- [Work to complete]: An exact restatement of all the data is required, with the pictures left out.

- [Supplied information]:
◆ ◆ ◆ ◆ ◆
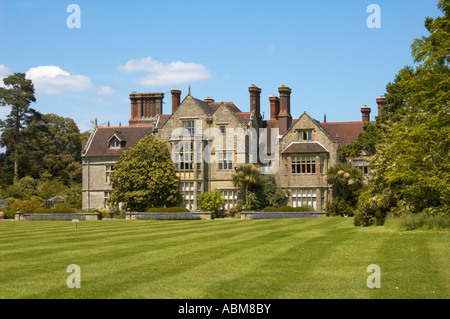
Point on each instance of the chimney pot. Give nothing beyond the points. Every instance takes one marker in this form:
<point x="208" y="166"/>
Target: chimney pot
<point x="175" y="99"/>
<point x="209" y="100"/>
<point x="381" y="101"/>
<point x="365" y="110"/>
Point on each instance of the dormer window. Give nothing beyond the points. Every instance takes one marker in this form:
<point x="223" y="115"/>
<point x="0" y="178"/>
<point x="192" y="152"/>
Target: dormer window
<point x="116" y="140"/>
<point x="114" y="143"/>
<point x="305" y="135"/>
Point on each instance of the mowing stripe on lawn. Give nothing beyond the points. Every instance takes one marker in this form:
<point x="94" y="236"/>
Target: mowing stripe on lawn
<point x="162" y="261"/>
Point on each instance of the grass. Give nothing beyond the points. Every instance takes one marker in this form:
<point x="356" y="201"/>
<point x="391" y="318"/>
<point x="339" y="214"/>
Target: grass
<point x="277" y="258"/>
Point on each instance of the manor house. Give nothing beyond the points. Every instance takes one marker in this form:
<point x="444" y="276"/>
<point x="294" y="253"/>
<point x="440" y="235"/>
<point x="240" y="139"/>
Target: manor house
<point x="297" y="151"/>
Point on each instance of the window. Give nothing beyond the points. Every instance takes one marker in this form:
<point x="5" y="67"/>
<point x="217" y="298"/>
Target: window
<point x="363" y="166"/>
<point x="190" y="126"/>
<point x="108" y="173"/>
<point x="230" y="197"/>
<point x="225" y="161"/>
<point x="322" y="198"/>
<point x="304" y="197"/>
<point x="105" y="199"/>
<point x="188" y="194"/>
<point x="185" y="158"/>
<point x="303" y="165"/>
<point x="322" y="165"/>
<point x="114" y="143"/>
<point x="305" y="135"/>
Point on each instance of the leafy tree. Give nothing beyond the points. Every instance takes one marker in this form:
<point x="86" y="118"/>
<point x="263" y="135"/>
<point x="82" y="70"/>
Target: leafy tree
<point x="145" y="177"/>
<point x="412" y="163"/>
<point x="18" y="93"/>
<point x="345" y="179"/>
<point x="246" y="176"/>
<point x="53" y="147"/>
<point x="211" y="201"/>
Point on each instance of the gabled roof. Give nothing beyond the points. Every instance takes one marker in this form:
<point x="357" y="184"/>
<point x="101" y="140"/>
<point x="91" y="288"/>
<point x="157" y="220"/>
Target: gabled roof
<point x="204" y="106"/>
<point x="230" y="105"/>
<point x="98" y="146"/>
<point x="118" y="135"/>
<point x="304" y="147"/>
<point x="346" y="132"/>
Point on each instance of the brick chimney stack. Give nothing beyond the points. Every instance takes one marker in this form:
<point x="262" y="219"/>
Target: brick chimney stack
<point x="145" y="106"/>
<point x="158" y="103"/>
<point x="381" y="101"/>
<point x="274" y="107"/>
<point x="284" y="117"/>
<point x="209" y="100"/>
<point x="176" y="98"/>
<point x="365" y="110"/>
<point x="255" y="102"/>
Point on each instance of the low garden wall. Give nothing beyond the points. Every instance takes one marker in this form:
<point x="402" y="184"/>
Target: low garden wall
<point x="270" y="215"/>
<point x="168" y="215"/>
<point x="62" y="216"/>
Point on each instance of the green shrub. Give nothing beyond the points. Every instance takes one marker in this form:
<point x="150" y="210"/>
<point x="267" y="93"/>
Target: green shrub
<point x="211" y="201"/>
<point x="339" y="207"/>
<point x="284" y="209"/>
<point x="26" y="206"/>
<point x="167" y="210"/>
<point x="63" y="210"/>
<point x="270" y="209"/>
<point x="233" y="211"/>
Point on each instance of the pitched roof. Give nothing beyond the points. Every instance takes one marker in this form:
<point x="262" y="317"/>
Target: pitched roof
<point x="163" y="119"/>
<point x="230" y="105"/>
<point x="99" y="146"/>
<point x="347" y="132"/>
<point x="243" y="117"/>
<point x="205" y="106"/>
<point x="304" y="147"/>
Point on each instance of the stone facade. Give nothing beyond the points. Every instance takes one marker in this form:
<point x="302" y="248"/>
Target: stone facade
<point x="307" y="147"/>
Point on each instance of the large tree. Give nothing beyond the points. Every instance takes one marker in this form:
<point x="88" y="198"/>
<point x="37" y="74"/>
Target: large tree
<point x="412" y="159"/>
<point x="18" y="93"/>
<point x="145" y="177"/>
<point x="246" y="175"/>
<point x="53" y="146"/>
◆ ◆ ◆ ◆ ◆
- [Task solution]:
Point on each instance of the chimney pot. Give nothing beyond the points. Every instance takes one marker in this form:
<point x="208" y="166"/>
Target: chimney pot
<point x="175" y="99"/>
<point x="209" y="100"/>
<point x="381" y="101"/>
<point x="365" y="110"/>
Point on each instance of the dormer window. Give nothing beyond the points. Every instance takes one marker in this form:
<point x="223" y="115"/>
<point x="0" y="178"/>
<point x="192" y="152"/>
Target: dormer window
<point x="116" y="140"/>
<point x="114" y="143"/>
<point x="305" y="135"/>
Point on each instance of the mowing stripe on lawn. Give nothing beyond the points. Every instance takes one marker in this form:
<point x="94" y="236"/>
Target: mowing stripe on lawn
<point x="162" y="261"/>
Point on each instance of the grass. Give nothing beyond the points. Every instance takes one marker in this form:
<point x="356" y="201"/>
<point x="391" y="318"/>
<point x="339" y="214"/>
Target: grass
<point x="277" y="258"/>
Point on each instance of the manor house. Give nothing beyond the points. Every instance takes one marker in this form:
<point x="444" y="276"/>
<point x="294" y="253"/>
<point x="440" y="235"/>
<point x="240" y="139"/>
Target: manor house
<point x="297" y="151"/>
Point on each instance of the window. Give nothing beyond the points. Every instance takes one marker in this form:
<point x="5" y="67"/>
<point x="217" y="298"/>
Target: window
<point x="363" y="166"/>
<point x="190" y="126"/>
<point x="108" y="173"/>
<point x="230" y="197"/>
<point x="225" y="161"/>
<point x="322" y="198"/>
<point x="304" y="197"/>
<point x="105" y="199"/>
<point x="188" y="194"/>
<point x="185" y="158"/>
<point x="303" y="165"/>
<point x="322" y="165"/>
<point x="114" y="143"/>
<point x="305" y="135"/>
Point on each instance of the leafy tree. Give nothing beyond the points. Every instance takes one marker in this form:
<point x="86" y="118"/>
<point x="263" y="135"/>
<point x="82" y="70"/>
Target: leafy tree
<point x="145" y="177"/>
<point x="412" y="163"/>
<point x="18" y="93"/>
<point x="345" y="179"/>
<point x="246" y="176"/>
<point x="53" y="147"/>
<point x="211" y="201"/>
Point on each instance of the gabled roof. Give nothing beyond the points. Every instance takes one marker in this form:
<point x="357" y="184"/>
<point x="101" y="140"/>
<point x="91" y="288"/>
<point x="157" y="220"/>
Target: gabled roof
<point x="204" y="106"/>
<point x="230" y="105"/>
<point x="98" y="146"/>
<point x="118" y="135"/>
<point x="304" y="147"/>
<point x="346" y="132"/>
Point on each instance of the brick chimney stack. Give nothing beyond the points. Every instance takes one marker in this form:
<point x="262" y="219"/>
Target: brick chimney stack
<point x="145" y="106"/>
<point x="158" y="103"/>
<point x="381" y="101"/>
<point x="274" y="107"/>
<point x="284" y="117"/>
<point x="209" y="100"/>
<point x="176" y="98"/>
<point x="365" y="110"/>
<point x="255" y="102"/>
Point on each instance of the low garden wall. Give nothing beyond the points. Every instance takes one marker in this form:
<point x="402" y="184"/>
Target: low garden wall
<point x="270" y="215"/>
<point x="168" y="215"/>
<point x="62" y="216"/>
Point on each instance of the green shrub. Give nothing beyond the points. Every instance takes one marker in this form:
<point x="150" y="210"/>
<point x="267" y="93"/>
Target: green shrub
<point x="211" y="201"/>
<point x="339" y="207"/>
<point x="284" y="209"/>
<point x="26" y="206"/>
<point x="167" y="210"/>
<point x="63" y="210"/>
<point x="270" y="209"/>
<point x="233" y="211"/>
Point on each instance of the pitched roof. Give nothing beyond the points. Every instance takes one marker in this form:
<point x="262" y="317"/>
Target: pitched roof
<point x="163" y="119"/>
<point x="230" y="105"/>
<point x="99" y="146"/>
<point x="347" y="132"/>
<point x="243" y="117"/>
<point x="205" y="106"/>
<point x="304" y="147"/>
Point on each instance of the stone facade. Give nothing beyond the points. Every instance takes one marker in this form:
<point x="302" y="248"/>
Target: stone facade
<point x="307" y="147"/>
Point on each instance of the large tree. Give nothing beyond the points. Every instance takes one marker in this form:
<point x="88" y="198"/>
<point x="37" y="74"/>
Target: large tree
<point x="412" y="159"/>
<point x="18" y="93"/>
<point x="145" y="177"/>
<point x="246" y="175"/>
<point x="53" y="146"/>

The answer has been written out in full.